**Problem description**
Count the lines below that contain the string "smartphone", matching case exactly. Report only the count.

**Source material**

++++++

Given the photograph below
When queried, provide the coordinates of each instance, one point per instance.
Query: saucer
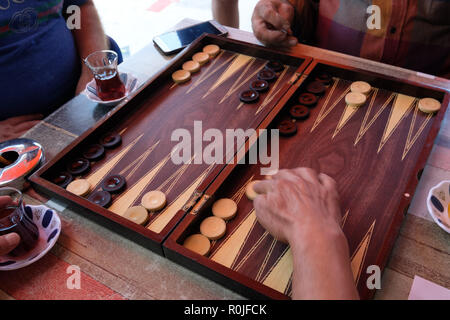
(438, 204)
(49, 225)
(131, 84)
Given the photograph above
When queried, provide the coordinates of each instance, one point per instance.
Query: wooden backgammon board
(145, 122)
(375, 152)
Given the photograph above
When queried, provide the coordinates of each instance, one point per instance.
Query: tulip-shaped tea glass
(103, 65)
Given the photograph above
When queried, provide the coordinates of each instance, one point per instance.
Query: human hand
(299, 205)
(8, 242)
(271, 22)
(12, 128)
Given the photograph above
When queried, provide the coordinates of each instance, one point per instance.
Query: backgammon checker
(373, 146)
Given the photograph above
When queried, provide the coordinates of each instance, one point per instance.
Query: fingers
(271, 23)
(25, 126)
(25, 118)
(8, 242)
(333, 203)
(329, 183)
(287, 12)
(266, 35)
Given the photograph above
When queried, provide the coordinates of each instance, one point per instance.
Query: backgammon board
(375, 152)
(145, 122)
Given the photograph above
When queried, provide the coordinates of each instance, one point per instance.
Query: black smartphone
(174, 41)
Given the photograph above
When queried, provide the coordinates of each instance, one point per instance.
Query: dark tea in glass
(14, 219)
(110, 88)
(103, 65)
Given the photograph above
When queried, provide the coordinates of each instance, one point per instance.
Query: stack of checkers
(358, 95)
(212, 228)
(192, 66)
(261, 83)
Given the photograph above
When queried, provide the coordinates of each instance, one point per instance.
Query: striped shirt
(413, 34)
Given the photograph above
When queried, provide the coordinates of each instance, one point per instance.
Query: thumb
(8, 243)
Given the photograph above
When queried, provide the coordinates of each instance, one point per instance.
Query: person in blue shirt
(41, 58)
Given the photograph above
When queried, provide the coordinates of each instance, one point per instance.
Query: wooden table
(113, 267)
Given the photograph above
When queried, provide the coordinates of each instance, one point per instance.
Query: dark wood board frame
(247, 286)
(137, 233)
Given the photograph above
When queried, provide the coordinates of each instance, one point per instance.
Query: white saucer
(131, 84)
(49, 225)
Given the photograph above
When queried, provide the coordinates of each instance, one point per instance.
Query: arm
(301, 208)
(89, 38)
(226, 12)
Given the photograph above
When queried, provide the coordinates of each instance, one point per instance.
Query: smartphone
(174, 41)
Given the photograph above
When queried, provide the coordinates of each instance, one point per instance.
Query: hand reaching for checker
(301, 207)
(271, 22)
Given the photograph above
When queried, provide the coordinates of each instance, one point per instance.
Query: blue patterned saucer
(49, 225)
(438, 203)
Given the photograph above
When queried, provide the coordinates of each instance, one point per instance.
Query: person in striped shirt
(413, 34)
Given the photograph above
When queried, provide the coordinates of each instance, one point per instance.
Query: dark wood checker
(147, 121)
(375, 154)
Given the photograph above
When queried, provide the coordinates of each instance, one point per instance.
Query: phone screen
(181, 38)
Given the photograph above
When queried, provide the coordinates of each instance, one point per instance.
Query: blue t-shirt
(39, 63)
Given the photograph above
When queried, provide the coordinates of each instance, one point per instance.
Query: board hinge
(200, 204)
(192, 201)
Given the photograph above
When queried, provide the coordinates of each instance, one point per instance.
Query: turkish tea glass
(103, 65)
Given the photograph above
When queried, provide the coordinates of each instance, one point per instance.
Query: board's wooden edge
(48, 188)
(176, 252)
(215, 271)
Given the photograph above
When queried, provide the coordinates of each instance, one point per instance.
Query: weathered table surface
(113, 267)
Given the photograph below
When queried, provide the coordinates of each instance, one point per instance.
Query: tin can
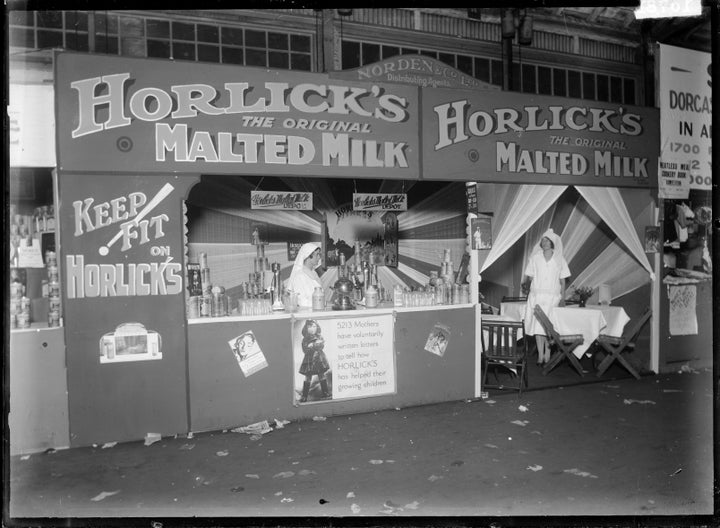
(54, 318)
(54, 303)
(53, 288)
(193, 306)
(23, 320)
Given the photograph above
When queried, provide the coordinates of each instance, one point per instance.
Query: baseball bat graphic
(159, 197)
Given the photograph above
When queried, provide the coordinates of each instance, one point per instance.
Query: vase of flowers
(582, 294)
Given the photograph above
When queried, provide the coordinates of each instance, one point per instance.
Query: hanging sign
(293, 201)
(686, 112)
(379, 202)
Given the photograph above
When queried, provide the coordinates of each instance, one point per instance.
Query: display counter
(379, 371)
(38, 417)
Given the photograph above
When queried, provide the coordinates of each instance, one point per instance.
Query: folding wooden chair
(501, 348)
(615, 346)
(565, 344)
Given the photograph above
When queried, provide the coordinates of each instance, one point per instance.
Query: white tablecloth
(590, 321)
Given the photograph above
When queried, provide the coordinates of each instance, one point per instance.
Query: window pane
(158, 28)
(232, 55)
(544, 80)
(278, 41)
(76, 20)
(278, 59)
(207, 33)
(255, 57)
(496, 73)
(208, 53)
(106, 45)
(390, 51)
(529, 85)
(105, 23)
(22, 38)
(616, 89)
(300, 43)
(629, 91)
(447, 58)
(588, 86)
(51, 19)
(20, 18)
(183, 51)
(76, 41)
(574, 86)
(183, 31)
(49, 39)
(464, 64)
(300, 61)
(231, 36)
(255, 38)
(559, 80)
(158, 48)
(371, 53)
(350, 55)
(482, 69)
(603, 89)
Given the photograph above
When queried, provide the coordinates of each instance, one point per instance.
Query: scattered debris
(641, 402)
(284, 474)
(104, 495)
(151, 438)
(576, 471)
(258, 428)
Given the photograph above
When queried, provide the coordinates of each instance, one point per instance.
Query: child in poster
(314, 362)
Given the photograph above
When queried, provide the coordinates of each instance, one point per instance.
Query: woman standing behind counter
(548, 270)
(303, 278)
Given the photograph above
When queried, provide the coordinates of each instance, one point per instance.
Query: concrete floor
(615, 447)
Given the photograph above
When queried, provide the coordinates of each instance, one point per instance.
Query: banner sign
(341, 357)
(379, 202)
(521, 138)
(124, 114)
(293, 201)
(686, 112)
(416, 70)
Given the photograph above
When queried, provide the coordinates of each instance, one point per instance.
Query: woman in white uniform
(303, 278)
(547, 269)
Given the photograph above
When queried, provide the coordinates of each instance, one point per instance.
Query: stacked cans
(54, 303)
(19, 304)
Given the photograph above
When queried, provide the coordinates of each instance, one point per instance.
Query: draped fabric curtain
(528, 205)
(609, 204)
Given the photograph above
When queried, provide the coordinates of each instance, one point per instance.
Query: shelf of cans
(20, 304)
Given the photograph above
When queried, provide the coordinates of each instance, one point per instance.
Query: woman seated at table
(547, 269)
(303, 278)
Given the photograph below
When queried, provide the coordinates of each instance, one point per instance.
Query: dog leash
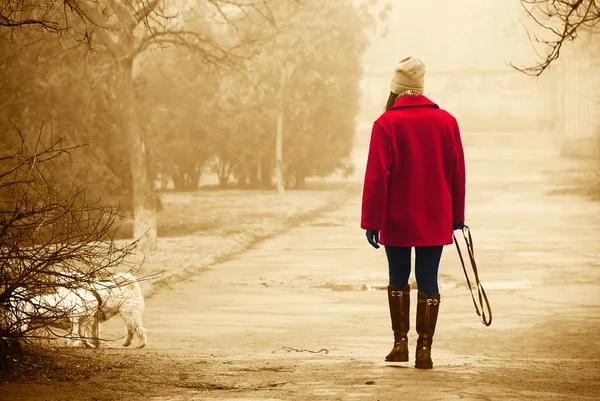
(482, 297)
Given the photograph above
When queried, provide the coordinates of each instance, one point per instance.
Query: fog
(217, 152)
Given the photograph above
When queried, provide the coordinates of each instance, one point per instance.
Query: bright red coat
(414, 189)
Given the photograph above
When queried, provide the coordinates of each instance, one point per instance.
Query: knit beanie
(408, 75)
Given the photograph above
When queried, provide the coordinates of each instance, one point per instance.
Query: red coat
(414, 189)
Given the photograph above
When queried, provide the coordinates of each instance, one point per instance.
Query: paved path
(300, 317)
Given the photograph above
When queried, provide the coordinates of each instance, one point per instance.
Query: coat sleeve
(459, 181)
(377, 174)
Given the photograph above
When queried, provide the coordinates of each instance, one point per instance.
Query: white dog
(79, 307)
(122, 295)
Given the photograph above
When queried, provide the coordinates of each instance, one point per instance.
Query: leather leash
(481, 295)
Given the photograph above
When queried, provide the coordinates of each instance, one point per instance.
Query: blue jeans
(427, 262)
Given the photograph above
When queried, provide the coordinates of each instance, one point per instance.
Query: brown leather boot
(399, 301)
(427, 312)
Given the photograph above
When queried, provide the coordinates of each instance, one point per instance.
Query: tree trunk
(279, 138)
(144, 208)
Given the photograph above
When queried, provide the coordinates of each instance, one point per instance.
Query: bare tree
(49, 228)
(125, 30)
(562, 21)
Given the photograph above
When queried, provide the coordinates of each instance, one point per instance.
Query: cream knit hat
(408, 75)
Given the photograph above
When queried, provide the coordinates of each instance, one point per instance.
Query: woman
(413, 196)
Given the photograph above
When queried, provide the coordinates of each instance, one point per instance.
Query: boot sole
(424, 365)
(398, 358)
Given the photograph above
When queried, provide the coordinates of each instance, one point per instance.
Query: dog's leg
(75, 328)
(96, 330)
(129, 337)
(141, 333)
(87, 331)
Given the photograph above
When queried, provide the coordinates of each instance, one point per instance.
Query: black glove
(373, 238)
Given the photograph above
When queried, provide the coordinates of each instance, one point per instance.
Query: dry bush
(49, 228)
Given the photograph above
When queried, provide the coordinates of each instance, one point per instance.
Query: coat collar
(413, 101)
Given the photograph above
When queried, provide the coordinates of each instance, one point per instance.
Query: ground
(303, 315)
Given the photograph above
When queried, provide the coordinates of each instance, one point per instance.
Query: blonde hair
(393, 97)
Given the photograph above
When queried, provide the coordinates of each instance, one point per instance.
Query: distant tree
(73, 94)
(124, 31)
(301, 93)
(561, 22)
(47, 230)
(176, 101)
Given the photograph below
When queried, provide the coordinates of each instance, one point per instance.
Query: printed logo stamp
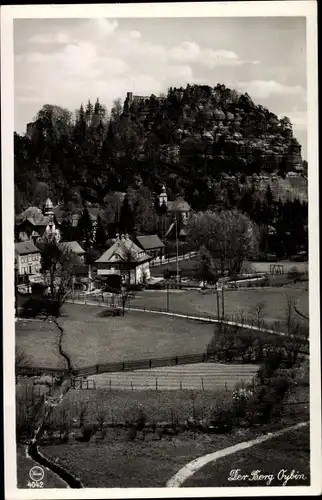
(36, 474)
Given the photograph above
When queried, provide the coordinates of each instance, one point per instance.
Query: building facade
(126, 259)
(27, 259)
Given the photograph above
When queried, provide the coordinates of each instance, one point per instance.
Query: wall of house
(29, 264)
(137, 275)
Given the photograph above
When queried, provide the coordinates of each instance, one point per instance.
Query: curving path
(192, 467)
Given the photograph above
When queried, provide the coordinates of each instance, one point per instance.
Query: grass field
(236, 301)
(38, 340)
(118, 462)
(198, 376)
(189, 266)
(119, 406)
(291, 451)
(90, 339)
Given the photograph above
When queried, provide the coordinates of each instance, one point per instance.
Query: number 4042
(35, 484)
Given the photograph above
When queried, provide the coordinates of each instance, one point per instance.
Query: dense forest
(203, 143)
(186, 139)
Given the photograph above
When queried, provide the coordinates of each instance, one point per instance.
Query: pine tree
(85, 228)
(89, 113)
(100, 233)
(97, 107)
(127, 221)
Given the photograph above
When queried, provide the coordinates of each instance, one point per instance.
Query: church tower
(52, 233)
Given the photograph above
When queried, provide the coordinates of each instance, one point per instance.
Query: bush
(87, 432)
(294, 275)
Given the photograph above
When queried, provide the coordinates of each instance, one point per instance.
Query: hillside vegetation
(204, 143)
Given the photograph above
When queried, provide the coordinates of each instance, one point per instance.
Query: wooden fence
(141, 364)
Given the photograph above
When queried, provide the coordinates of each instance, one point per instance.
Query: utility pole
(177, 244)
(222, 303)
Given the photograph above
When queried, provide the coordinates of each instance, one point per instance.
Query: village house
(126, 259)
(152, 245)
(73, 246)
(35, 225)
(179, 206)
(27, 259)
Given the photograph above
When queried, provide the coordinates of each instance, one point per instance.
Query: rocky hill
(189, 139)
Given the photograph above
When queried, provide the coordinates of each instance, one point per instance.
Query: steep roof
(25, 247)
(72, 246)
(34, 215)
(150, 242)
(118, 252)
(179, 205)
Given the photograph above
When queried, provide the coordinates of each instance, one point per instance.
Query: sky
(68, 61)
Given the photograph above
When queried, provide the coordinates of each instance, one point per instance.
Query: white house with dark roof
(27, 258)
(151, 244)
(73, 246)
(127, 259)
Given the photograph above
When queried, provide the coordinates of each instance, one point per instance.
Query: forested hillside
(202, 142)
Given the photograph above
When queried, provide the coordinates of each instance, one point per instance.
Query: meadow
(90, 339)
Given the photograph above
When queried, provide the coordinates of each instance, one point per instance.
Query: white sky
(67, 61)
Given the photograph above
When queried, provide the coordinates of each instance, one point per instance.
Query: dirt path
(192, 467)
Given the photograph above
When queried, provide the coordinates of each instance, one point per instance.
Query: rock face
(187, 140)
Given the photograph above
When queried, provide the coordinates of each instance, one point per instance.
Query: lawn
(90, 339)
(119, 406)
(198, 376)
(189, 266)
(236, 301)
(120, 463)
(291, 451)
(38, 340)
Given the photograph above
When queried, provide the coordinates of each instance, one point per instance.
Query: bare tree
(21, 360)
(229, 236)
(259, 313)
(58, 267)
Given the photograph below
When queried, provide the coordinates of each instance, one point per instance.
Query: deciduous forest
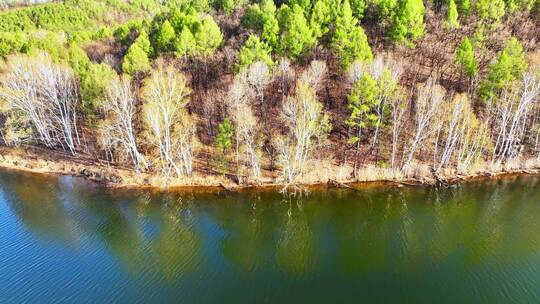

++++++

**Answer in full**
2